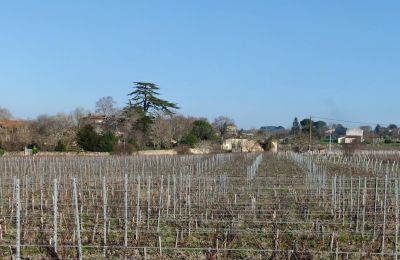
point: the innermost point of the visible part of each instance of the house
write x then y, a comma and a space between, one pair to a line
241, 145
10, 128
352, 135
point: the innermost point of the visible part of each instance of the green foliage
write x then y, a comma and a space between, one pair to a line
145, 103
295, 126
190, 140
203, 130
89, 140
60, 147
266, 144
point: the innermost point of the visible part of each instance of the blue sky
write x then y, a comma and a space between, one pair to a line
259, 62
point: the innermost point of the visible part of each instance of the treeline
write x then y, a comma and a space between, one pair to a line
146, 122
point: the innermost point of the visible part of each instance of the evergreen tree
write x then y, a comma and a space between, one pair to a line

⁂

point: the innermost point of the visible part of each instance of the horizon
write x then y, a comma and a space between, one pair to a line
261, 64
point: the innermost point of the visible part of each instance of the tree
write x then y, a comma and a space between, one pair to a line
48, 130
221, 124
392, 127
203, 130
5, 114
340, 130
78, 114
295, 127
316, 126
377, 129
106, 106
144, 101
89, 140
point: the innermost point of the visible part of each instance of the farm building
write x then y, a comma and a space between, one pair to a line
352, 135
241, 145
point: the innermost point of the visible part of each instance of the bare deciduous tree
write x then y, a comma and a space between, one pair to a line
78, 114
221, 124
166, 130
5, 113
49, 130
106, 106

⁂

Using the material above, work out how many lines contain the string "visible". Give the number only.

* Your solution
9